-- start --

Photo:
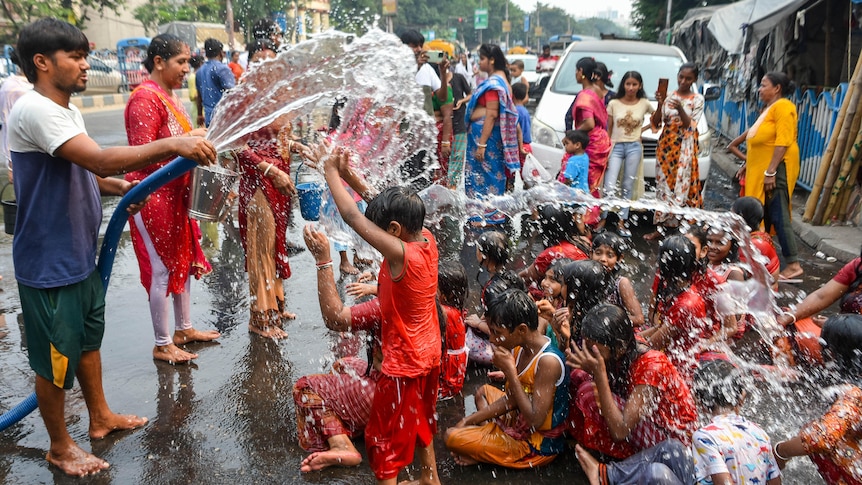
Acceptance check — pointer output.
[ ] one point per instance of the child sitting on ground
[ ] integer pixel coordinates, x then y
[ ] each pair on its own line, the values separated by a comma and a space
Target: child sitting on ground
406, 392
730, 449
574, 169
521, 97
521, 427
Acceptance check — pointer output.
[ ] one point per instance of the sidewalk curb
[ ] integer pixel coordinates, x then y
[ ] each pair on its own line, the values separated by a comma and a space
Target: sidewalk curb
108, 101
840, 242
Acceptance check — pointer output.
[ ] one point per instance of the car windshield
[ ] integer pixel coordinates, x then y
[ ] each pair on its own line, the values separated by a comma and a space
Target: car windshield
651, 68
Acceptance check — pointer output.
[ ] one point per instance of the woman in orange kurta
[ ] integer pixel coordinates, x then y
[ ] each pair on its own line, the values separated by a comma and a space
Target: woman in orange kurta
165, 239
772, 164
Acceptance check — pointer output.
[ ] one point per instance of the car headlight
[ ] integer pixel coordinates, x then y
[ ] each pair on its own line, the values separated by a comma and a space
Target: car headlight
545, 135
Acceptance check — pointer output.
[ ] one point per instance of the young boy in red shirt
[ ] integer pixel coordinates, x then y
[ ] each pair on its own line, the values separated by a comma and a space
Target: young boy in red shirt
403, 413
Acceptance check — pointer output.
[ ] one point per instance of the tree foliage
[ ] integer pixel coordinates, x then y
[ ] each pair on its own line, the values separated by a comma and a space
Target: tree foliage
77, 12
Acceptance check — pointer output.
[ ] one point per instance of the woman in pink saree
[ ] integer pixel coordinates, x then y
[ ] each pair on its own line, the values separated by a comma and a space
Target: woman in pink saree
591, 115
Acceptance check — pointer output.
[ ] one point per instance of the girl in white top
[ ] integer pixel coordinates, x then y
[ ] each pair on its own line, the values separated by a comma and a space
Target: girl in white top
626, 115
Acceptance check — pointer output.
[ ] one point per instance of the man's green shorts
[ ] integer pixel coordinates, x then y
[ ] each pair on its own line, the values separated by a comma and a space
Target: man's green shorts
61, 323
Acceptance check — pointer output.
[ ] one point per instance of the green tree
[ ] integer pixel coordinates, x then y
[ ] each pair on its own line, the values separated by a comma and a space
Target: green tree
648, 16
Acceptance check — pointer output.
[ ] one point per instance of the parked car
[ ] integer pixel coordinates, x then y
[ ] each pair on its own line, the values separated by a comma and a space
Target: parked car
653, 61
102, 79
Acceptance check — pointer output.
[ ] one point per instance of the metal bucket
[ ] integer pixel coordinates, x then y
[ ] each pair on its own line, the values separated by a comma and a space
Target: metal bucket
210, 188
10, 211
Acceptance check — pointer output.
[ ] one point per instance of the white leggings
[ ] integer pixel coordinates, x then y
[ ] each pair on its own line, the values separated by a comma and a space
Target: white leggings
159, 310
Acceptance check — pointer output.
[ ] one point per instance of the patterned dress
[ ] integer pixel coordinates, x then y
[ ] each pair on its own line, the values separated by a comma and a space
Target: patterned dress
678, 178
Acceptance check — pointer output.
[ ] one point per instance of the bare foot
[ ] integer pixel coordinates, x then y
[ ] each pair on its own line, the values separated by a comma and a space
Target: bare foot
589, 464
334, 457
99, 428
463, 460
75, 461
346, 268
182, 337
268, 331
172, 354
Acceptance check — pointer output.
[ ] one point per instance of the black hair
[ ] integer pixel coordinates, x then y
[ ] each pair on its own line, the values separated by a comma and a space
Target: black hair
588, 284
614, 241
47, 36
499, 283
678, 265
164, 46
692, 67
604, 74
259, 45
519, 91
609, 325
512, 308
843, 336
412, 37
495, 54
631, 75
578, 136
452, 283
556, 224
264, 28
589, 67
717, 384
398, 204
213, 48
494, 246
750, 209
781, 80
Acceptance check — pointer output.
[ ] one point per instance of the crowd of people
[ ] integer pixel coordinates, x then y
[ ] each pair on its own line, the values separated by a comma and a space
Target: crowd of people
646, 398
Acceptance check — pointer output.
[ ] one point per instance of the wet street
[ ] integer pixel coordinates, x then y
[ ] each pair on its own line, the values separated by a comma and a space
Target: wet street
229, 417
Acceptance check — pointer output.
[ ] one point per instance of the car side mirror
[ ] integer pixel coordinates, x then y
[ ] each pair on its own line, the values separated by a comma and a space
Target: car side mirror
711, 92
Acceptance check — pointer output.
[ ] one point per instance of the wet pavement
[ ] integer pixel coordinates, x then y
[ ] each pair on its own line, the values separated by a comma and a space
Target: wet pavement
229, 417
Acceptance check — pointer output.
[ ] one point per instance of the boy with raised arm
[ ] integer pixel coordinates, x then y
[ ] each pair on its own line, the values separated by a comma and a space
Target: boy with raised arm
403, 413
59, 174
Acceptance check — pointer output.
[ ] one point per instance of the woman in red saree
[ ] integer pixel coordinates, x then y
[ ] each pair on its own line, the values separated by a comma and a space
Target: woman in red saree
165, 239
591, 115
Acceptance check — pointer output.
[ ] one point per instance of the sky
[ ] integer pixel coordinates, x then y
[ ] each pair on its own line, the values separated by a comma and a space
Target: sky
578, 7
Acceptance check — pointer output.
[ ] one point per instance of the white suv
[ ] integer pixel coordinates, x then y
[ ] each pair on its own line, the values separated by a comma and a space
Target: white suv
652, 61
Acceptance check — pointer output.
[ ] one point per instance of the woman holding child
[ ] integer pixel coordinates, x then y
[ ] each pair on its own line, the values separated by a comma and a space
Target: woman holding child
492, 139
165, 239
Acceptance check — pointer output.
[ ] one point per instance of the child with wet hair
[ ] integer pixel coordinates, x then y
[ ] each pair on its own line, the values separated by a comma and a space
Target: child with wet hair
452, 293
730, 449
751, 211
609, 249
686, 316
492, 254
406, 392
521, 426
833, 441
627, 398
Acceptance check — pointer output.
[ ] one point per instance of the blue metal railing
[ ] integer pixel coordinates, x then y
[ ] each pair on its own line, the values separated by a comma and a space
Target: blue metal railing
817, 116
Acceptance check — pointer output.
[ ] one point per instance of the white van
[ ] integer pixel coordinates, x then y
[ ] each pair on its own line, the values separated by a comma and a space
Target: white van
652, 61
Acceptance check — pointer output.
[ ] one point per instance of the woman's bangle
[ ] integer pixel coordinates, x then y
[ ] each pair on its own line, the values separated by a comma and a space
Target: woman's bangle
778, 455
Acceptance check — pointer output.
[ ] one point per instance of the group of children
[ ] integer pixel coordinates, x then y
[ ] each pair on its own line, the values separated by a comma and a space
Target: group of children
568, 337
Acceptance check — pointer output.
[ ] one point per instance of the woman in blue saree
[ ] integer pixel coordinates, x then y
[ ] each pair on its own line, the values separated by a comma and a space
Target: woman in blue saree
492, 138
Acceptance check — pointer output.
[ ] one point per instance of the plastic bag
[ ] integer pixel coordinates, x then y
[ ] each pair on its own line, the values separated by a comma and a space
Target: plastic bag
533, 172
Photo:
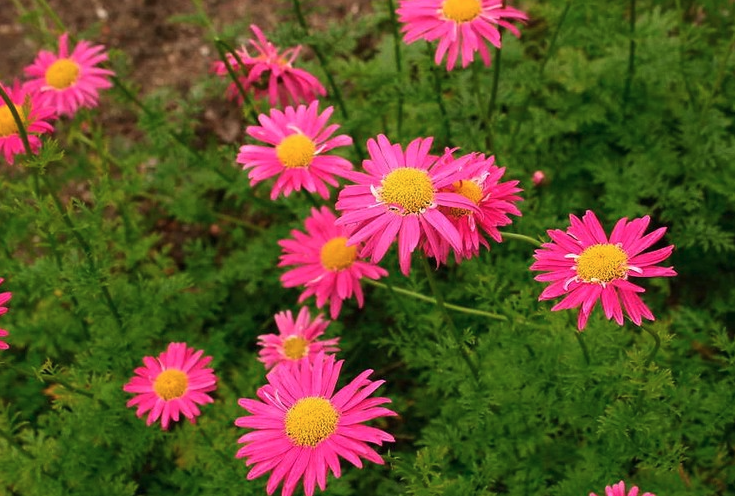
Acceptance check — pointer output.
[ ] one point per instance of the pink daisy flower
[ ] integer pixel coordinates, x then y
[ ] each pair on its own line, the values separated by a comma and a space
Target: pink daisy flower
619, 490
296, 339
270, 74
298, 142
4, 298
400, 197
34, 116
584, 265
175, 382
495, 200
69, 81
325, 265
301, 426
460, 26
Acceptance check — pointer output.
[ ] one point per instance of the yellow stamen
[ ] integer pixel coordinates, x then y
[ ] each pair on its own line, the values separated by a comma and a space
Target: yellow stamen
62, 74
336, 255
602, 263
295, 150
461, 10
409, 188
170, 384
310, 421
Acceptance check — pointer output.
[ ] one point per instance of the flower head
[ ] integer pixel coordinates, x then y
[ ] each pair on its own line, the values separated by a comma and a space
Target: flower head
328, 268
69, 81
584, 265
400, 197
298, 142
619, 490
461, 26
175, 382
34, 116
296, 339
270, 74
301, 426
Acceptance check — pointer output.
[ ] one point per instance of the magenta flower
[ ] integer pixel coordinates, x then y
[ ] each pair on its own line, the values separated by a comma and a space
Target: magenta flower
34, 116
584, 265
619, 490
461, 26
400, 197
174, 383
325, 265
299, 141
66, 82
270, 74
296, 339
301, 426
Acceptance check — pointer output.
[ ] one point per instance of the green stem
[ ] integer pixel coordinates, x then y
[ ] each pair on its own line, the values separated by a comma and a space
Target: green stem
448, 319
428, 299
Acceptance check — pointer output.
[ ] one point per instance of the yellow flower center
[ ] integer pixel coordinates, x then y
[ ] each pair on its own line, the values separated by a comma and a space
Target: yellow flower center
62, 74
295, 150
336, 255
409, 188
602, 263
170, 384
310, 421
461, 10
295, 347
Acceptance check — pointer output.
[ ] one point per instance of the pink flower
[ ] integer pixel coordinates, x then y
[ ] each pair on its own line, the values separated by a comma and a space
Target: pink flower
34, 116
459, 25
301, 426
270, 74
175, 382
296, 340
584, 265
68, 82
399, 197
4, 298
619, 490
325, 265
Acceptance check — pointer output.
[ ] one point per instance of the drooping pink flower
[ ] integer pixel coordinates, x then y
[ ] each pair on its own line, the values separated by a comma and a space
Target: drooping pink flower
619, 490
325, 265
270, 74
174, 383
69, 81
296, 339
302, 427
461, 26
584, 265
298, 142
33, 114
400, 197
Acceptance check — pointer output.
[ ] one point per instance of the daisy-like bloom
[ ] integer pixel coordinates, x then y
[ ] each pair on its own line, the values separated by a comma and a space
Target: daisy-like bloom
619, 490
68, 81
584, 265
325, 265
270, 74
495, 200
298, 142
175, 382
460, 26
34, 116
296, 339
301, 426
400, 197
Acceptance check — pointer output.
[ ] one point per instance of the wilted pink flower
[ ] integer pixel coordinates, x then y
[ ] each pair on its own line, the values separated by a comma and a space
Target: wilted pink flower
175, 382
325, 265
584, 265
67, 82
461, 26
302, 427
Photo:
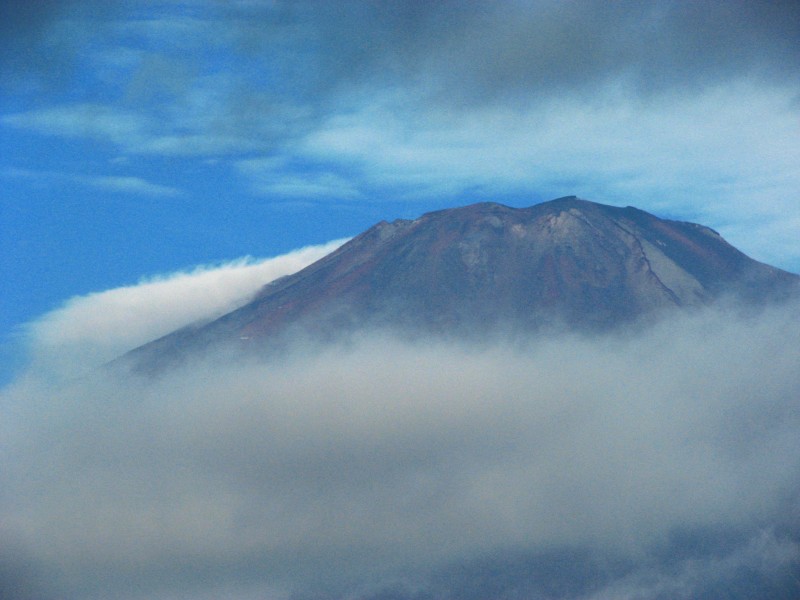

-- end --

## The task
Pull out every line of the entries above that contains the string "green". Matches must have the same case.

## Result
[ ] one point per instance of the man's green shorts
Target: man's green shorts
[ ] one point per instance of the green tree
Target: green tree
[ ] one point per instance of the green stem
Target: green stem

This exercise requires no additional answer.